EXERCISE DESCRIPTION: Pick out each line in the listing below that contains the word "water" and copy those lines.

DATA LINES:
+ + + + +
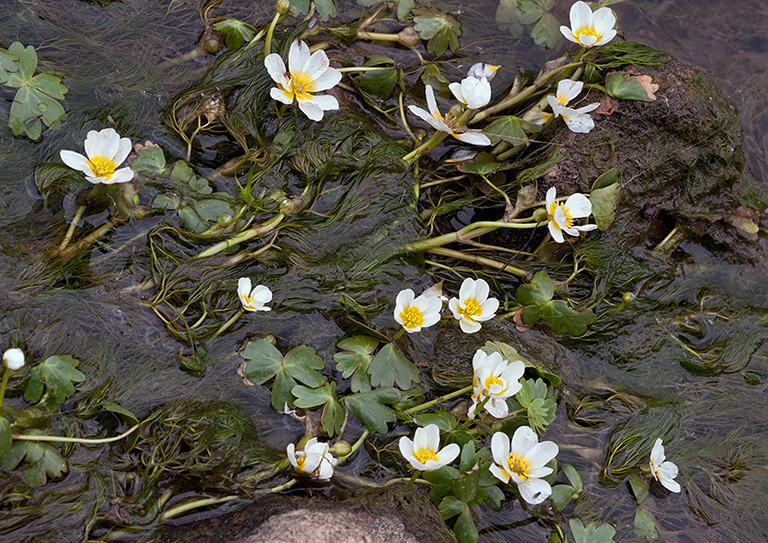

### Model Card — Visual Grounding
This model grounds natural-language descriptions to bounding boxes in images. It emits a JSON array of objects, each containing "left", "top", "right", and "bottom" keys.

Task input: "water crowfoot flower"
[
  {"left": 399, "top": 424, "right": 460, "bottom": 471},
  {"left": 408, "top": 85, "right": 491, "bottom": 145},
  {"left": 448, "top": 278, "right": 499, "bottom": 334},
  {"left": 547, "top": 79, "right": 600, "bottom": 134},
  {"left": 467, "top": 349, "right": 525, "bottom": 419},
  {"left": 59, "top": 128, "right": 134, "bottom": 185},
  {"left": 560, "top": 1, "right": 616, "bottom": 47},
  {"left": 264, "top": 41, "right": 341, "bottom": 121},
  {"left": 546, "top": 187, "right": 597, "bottom": 243},
  {"left": 490, "top": 426, "right": 559, "bottom": 505},
  {"left": 395, "top": 288, "right": 443, "bottom": 334},
  {"left": 237, "top": 277, "right": 272, "bottom": 311},
  {"left": 650, "top": 438, "right": 680, "bottom": 492},
  {"left": 285, "top": 437, "right": 337, "bottom": 481}
]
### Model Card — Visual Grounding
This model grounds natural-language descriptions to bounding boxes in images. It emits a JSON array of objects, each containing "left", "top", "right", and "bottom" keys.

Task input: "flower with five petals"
[
  {"left": 264, "top": 41, "right": 341, "bottom": 121},
  {"left": 546, "top": 187, "right": 597, "bottom": 243},
  {"left": 490, "top": 426, "right": 559, "bottom": 505},
  {"left": 59, "top": 128, "right": 134, "bottom": 185}
]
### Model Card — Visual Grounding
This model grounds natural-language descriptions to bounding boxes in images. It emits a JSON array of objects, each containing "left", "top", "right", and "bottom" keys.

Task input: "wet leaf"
[
  {"left": 24, "top": 355, "right": 85, "bottom": 404},
  {"left": 344, "top": 388, "right": 400, "bottom": 434},
  {"left": 568, "top": 519, "right": 616, "bottom": 543},
  {"left": 368, "top": 343, "right": 419, "bottom": 390},
  {"left": 605, "top": 72, "right": 655, "bottom": 102},
  {"left": 634, "top": 509, "right": 659, "bottom": 541}
]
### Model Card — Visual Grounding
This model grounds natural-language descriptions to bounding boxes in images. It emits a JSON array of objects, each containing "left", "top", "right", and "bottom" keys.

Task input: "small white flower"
[
  {"left": 547, "top": 79, "right": 600, "bottom": 134},
  {"left": 399, "top": 424, "right": 460, "bottom": 471},
  {"left": 448, "top": 278, "right": 499, "bottom": 334},
  {"left": 59, "top": 128, "right": 134, "bottom": 185},
  {"left": 264, "top": 41, "right": 341, "bottom": 121},
  {"left": 395, "top": 288, "right": 443, "bottom": 334},
  {"left": 560, "top": 2, "right": 616, "bottom": 47},
  {"left": 3, "top": 347, "right": 24, "bottom": 370},
  {"left": 467, "top": 349, "right": 525, "bottom": 419},
  {"left": 490, "top": 426, "right": 559, "bottom": 505},
  {"left": 651, "top": 438, "right": 680, "bottom": 492},
  {"left": 285, "top": 437, "right": 338, "bottom": 481},
  {"left": 467, "top": 62, "right": 499, "bottom": 81},
  {"left": 408, "top": 85, "right": 491, "bottom": 145},
  {"left": 546, "top": 187, "right": 597, "bottom": 243},
  {"left": 237, "top": 277, "right": 272, "bottom": 311},
  {"left": 448, "top": 77, "right": 491, "bottom": 109}
]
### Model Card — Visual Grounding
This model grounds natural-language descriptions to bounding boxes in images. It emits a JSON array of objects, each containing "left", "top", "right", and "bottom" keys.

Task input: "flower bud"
[{"left": 3, "top": 348, "right": 24, "bottom": 370}]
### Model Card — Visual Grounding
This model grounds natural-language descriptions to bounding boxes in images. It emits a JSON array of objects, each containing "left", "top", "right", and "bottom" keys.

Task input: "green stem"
[
  {"left": 59, "top": 206, "right": 86, "bottom": 251},
  {"left": 403, "top": 385, "right": 472, "bottom": 415},
  {"left": 211, "top": 308, "right": 245, "bottom": 339},
  {"left": 0, "top": 368, "right": 11, "bottom": 405},
  {"left": 12, "top": 424, "right": 139, "bottom": 445}
]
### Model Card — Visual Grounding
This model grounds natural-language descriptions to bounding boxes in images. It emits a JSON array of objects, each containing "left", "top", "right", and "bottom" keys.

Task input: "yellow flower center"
[
  {"left": 547, "top": 202, "right": 573, "bottom": 230},
  {"left": 400, "top": 305, "right": 424, "bottom": 330},
  {"left": 413, "top": 447, "right": 439, "bottom": 464},
  {"left": 485, "top": 375, "right": 507, "bottom": 394},
  {"left": 283, "top": 71, "right": 315, "bottom": 100},
  {"left": 509, "top": 453, "right": 531, "bottom": 481},
  {"left": 88, "top": 156, "right": 117, "bottom": 179},
  {"left": 456, "top": 298, "right": 483, "bottom": 322},
  {"left": 573, "top": 26, "right": 602, "bottom": 45}
]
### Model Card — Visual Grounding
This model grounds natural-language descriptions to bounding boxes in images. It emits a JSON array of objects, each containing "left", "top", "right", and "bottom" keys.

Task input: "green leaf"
[
  {"left": 24, "top": 355, "right": 85, "bottom": 404},
  {"left": 634, "top": 509, "right": 659, "bottom": 541},
  {"left": 131, "top": 147, "right": 165, "bottom": 175},
  {"left": 344, "top": 388, "right": 400, "bottom": 434},
  {"left": 515, "top": 270, "right": 555, "bottom": 305},
  {"left": 605, "top": 72, "right": 653, "bottom": 102},
  {"left": 568, "top": 518, "right": 616, "bottom": 543},
  {"left": 368, "top": 343, "right": 419, "bottom": 390},
  {"left": 0, "top": 417, "right": 13, "bottom": 456},
  {"left": 213, "top": 19, "right": 256, "bottom": 49}
]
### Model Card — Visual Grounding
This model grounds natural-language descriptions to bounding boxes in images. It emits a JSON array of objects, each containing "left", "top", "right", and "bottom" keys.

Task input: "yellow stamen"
[
  {"left": 456, "top": 298, "right": 483, "bottom": 322},
  {"left": 88, "top": 156, "right": 117, "bottom": 179},
  {"left": 413, "top": 447, "right": 439, "bottom": 464},
  {"left": 509, "top": 453, "right": 531, "bottom": 481},
  {"left": 400, "top": 305, "right": 424, "bottom": 330}
]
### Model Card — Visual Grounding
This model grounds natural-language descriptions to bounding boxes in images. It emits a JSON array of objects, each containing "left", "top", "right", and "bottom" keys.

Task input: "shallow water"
[{"left": 0, "top": 0, "right": 768, "bottom": 542}]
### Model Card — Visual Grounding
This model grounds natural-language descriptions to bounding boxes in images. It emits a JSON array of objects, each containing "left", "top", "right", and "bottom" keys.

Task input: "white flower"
[
  {"left": 560, "top": 2, "right": 616, "bottom": 47},
  {"left": 547, "top": 79, "right": 600, "bottom": 134},
  {"left": 448, "top": 278, "right": 499, "bottom": 334},
  {"left": 3, "top": 348, "right": 24, "bottom": 370},
  {"left": 491, "top": 426, "right": 558, "bottom": 505},
  {"left": 546, "top": 187, "right": 597, "bottom": 243},
  {"left": 399, "top": 424, "right": 459, "bottom": 471},
  {"left": 59, "top": 128, "right": 134, "bottom": 185},
  {"left": 467, "top": 349, "right": 525, "bottom": 419},
  {"left": 264, "top": 41, "right": 341, "bottom": 121},
  {"left": 408, "top": 85, "right": 491, "bottom": 145},
  {"left": 395, "top": 288, "right": 443, "bottom": 334},
  {"left": 448, "top": 77, "right": 491, "bottom": 109},
  {"left": 286, "top": 437, "right": 338, "bottom": 481},
  {"left": 237, "top": 277, "right": 272, "bottom": 311},
  {"left": 467, "top": 62, "right": 499, "bottom": 81},
  {"left": 651, "top": 438, "right": 680, "bottom": 492}
]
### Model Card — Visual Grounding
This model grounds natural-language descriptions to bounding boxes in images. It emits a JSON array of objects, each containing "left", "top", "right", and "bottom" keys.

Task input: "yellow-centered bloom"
[
  {"left": 59, "top": 128, "right": 134, "bottom": 185},
  {"left": 448, "top": 278, "right": 499, "bottom": 334},
  {"left": 560, "top": 1, "right": 616, "bottom": 47},
  {"left": 264, "top": 41, "right": 341, "bottom": 121},
  {"left": 395, "top": 288, "right": 443, "bottom": 334},
  {"left": 490, "top": 426, "right": 559, "bottom": 505},
  {"left": 398, "top": 424, "right": 460, "bottom": 471},
  {"left": 650, "top": 438, "right": 680, "bottom": 492},
  {"left": 237, "top": 277, "right": 272, "bottom": 311},
  {"left": 546, "top": 187, "right": 597, "bottom": 243}
]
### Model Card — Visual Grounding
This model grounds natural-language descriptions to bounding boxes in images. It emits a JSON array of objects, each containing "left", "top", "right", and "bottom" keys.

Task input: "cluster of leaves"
+ + + + +
RESPONSE:
Task input: "water crowfoot flower"
Task input: "shallow water"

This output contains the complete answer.